TASK INSTRUCTIONS: What appears from the line containing "Tag the wooden side" to the end of the listing below should be copied exactly, with no other lines.

SUPPLIED RECORDS:
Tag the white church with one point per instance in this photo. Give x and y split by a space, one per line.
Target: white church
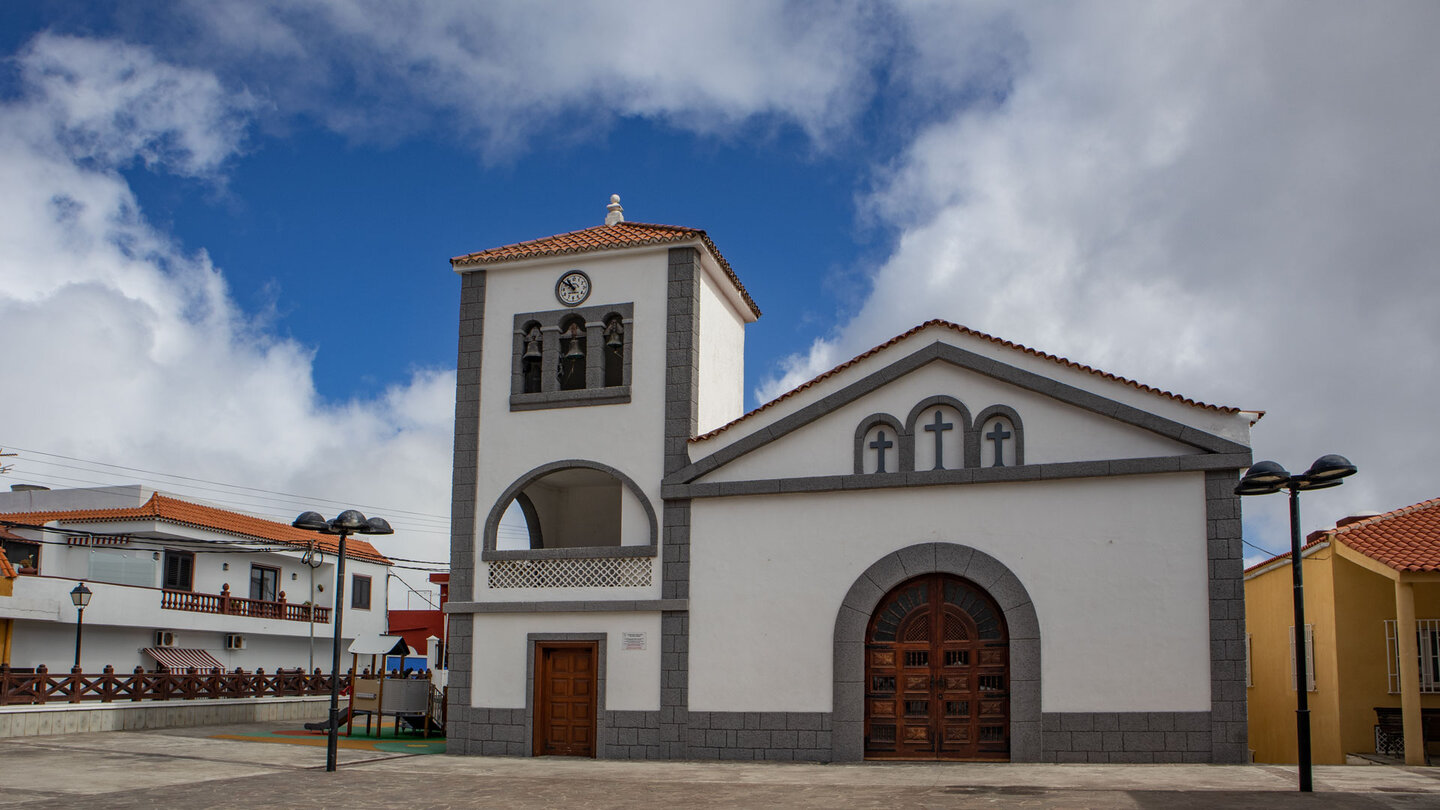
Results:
948 548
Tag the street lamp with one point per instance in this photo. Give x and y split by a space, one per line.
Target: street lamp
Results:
346 523
1266 477
79 597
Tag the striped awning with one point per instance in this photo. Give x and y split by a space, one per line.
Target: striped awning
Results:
180 659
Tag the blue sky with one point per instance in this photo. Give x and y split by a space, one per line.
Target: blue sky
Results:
223 252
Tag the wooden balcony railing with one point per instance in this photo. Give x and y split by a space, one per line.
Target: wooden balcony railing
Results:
41 686
223 603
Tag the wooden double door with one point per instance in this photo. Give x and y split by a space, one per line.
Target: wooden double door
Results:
936 673
565 701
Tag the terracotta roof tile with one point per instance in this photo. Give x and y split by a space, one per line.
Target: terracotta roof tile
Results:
182 512
972 333
604 238
1404 539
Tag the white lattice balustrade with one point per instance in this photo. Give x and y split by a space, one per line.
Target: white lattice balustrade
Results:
581 572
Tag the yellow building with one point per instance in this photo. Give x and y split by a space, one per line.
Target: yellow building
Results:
1362 580
7 575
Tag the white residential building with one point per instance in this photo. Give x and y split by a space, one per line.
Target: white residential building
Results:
176 582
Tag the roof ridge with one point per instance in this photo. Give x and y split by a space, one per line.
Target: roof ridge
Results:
972 333
1373 519
1285 554
589 239
172 509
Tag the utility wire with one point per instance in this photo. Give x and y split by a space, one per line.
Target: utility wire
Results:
244 546
307 499
118 489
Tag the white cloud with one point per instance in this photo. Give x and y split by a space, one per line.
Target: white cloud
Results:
1230 201
500 72
127 348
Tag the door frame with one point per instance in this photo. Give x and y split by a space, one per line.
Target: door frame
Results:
534 642
877 580
936 666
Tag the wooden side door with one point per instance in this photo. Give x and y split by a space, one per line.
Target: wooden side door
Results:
565 698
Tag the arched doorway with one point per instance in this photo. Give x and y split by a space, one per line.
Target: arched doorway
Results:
936 673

RESULT OF THE TASK:
Tag the wooden side door with one point per instance in this photo. Give x and y split by a space, one per line.
Target: wooden side door
Results:
565 698
Tag the arched doorway with one point per instance in this photo. Give x and y split by a space, one per line.
Target: arched doorway
Results:
936 673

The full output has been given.